## Exercise aim
If a line in the entries below contains the word "bowl", it counts; report how many such lines there are, and only that number.

(Supplied records begins)

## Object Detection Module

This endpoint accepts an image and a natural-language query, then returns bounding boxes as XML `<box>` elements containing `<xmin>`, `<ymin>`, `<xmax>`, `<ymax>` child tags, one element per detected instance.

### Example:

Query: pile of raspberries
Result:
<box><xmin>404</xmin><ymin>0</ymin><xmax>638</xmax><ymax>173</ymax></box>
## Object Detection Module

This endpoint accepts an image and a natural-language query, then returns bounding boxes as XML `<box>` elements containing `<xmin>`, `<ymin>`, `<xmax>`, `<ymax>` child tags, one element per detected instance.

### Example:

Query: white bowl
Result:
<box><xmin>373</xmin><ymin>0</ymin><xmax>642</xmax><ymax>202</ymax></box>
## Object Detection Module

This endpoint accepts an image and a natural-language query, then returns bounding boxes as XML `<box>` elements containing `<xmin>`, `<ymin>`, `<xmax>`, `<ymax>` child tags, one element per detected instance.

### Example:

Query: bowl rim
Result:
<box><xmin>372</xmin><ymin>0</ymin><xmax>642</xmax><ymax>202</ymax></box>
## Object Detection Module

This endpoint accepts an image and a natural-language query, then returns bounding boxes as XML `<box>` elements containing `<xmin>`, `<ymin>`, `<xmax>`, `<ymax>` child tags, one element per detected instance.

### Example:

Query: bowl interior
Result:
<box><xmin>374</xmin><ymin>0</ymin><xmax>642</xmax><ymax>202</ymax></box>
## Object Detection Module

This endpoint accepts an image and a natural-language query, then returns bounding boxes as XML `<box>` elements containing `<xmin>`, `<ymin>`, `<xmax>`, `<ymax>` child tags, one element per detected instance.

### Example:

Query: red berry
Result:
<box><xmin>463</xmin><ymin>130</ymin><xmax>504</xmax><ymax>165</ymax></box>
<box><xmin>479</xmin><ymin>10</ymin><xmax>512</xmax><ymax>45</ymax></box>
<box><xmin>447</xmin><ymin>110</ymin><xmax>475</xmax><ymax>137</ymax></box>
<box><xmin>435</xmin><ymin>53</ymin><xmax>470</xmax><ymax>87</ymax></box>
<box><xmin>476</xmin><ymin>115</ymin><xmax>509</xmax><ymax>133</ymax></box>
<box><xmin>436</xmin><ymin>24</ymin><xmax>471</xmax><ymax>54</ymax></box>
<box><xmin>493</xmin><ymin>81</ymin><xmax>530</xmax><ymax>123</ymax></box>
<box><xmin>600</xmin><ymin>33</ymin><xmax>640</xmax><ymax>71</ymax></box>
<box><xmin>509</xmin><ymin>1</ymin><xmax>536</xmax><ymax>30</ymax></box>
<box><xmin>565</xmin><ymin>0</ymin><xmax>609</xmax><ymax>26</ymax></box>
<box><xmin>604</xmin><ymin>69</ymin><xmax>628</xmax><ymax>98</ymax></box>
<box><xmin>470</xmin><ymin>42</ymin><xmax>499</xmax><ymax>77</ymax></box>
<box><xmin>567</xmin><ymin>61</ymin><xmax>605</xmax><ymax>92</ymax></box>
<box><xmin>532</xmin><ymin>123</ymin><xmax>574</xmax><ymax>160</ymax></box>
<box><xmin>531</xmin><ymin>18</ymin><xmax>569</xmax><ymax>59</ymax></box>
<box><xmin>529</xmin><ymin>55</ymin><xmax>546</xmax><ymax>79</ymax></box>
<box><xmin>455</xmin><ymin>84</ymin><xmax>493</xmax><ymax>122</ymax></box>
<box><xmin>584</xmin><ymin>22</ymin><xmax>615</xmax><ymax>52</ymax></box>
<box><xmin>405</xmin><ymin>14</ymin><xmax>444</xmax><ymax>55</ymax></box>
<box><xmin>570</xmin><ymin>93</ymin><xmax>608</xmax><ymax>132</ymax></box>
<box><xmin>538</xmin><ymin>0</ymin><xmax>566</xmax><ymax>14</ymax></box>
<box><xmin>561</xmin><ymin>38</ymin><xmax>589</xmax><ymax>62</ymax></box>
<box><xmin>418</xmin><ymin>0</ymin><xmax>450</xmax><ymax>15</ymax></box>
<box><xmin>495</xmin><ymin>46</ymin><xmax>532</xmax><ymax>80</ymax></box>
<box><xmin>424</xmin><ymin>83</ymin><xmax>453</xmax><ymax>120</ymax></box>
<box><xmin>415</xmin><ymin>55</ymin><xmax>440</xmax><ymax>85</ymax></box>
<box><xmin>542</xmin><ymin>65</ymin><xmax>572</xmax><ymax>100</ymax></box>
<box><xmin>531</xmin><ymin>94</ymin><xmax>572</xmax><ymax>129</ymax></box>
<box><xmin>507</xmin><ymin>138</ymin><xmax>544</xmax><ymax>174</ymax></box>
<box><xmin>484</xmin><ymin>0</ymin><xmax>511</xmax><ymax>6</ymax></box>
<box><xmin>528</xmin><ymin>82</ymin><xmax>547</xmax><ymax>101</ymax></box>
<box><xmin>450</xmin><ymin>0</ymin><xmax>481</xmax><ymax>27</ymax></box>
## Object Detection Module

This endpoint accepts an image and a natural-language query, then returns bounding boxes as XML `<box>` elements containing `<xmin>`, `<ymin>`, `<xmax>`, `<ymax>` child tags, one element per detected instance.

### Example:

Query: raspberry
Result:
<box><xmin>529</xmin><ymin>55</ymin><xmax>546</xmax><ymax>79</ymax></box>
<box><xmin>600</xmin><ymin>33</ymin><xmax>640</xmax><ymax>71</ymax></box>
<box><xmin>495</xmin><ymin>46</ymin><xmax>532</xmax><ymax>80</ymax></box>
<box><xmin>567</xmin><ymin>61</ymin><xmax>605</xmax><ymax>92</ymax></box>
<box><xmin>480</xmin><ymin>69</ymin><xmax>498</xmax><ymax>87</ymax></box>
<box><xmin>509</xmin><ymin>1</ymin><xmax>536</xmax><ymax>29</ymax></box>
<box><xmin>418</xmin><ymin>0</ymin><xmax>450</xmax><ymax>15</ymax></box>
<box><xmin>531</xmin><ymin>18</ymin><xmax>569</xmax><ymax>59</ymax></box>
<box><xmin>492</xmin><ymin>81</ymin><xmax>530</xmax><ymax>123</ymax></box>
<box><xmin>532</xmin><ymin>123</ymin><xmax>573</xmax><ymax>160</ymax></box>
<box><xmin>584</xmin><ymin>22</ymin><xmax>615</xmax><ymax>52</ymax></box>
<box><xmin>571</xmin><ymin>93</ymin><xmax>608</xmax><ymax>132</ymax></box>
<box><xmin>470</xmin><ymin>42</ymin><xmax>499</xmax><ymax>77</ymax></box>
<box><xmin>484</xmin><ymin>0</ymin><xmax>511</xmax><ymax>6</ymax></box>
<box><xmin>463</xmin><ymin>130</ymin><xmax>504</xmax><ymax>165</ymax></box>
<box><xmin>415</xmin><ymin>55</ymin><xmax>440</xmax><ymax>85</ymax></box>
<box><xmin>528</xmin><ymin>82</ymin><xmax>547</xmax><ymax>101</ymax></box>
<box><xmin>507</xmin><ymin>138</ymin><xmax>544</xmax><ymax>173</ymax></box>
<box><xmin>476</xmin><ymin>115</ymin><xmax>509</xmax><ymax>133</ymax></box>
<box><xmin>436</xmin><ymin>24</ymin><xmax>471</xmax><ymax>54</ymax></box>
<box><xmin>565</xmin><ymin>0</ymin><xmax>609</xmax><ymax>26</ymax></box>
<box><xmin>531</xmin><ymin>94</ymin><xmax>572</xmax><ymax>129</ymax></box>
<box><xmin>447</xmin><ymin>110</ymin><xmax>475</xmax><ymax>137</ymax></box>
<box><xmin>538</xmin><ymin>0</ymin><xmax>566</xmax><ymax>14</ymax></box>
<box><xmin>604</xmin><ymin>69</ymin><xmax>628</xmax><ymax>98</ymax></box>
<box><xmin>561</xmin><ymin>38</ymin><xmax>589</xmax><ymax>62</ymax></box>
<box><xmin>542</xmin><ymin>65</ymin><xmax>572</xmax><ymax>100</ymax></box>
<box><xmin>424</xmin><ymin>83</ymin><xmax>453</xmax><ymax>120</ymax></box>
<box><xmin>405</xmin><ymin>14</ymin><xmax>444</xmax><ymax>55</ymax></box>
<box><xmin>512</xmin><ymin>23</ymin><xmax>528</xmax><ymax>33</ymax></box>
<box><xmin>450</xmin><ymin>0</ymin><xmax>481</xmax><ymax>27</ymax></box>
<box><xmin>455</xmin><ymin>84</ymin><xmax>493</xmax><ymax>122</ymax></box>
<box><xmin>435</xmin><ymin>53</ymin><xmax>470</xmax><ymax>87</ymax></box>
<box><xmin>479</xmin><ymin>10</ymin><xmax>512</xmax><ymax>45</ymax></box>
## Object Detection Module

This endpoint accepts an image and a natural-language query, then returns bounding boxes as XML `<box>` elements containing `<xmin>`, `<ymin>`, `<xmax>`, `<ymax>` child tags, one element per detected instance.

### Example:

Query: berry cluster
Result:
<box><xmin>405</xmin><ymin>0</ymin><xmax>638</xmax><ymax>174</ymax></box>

(Supplied records ends)

## Result of the task
3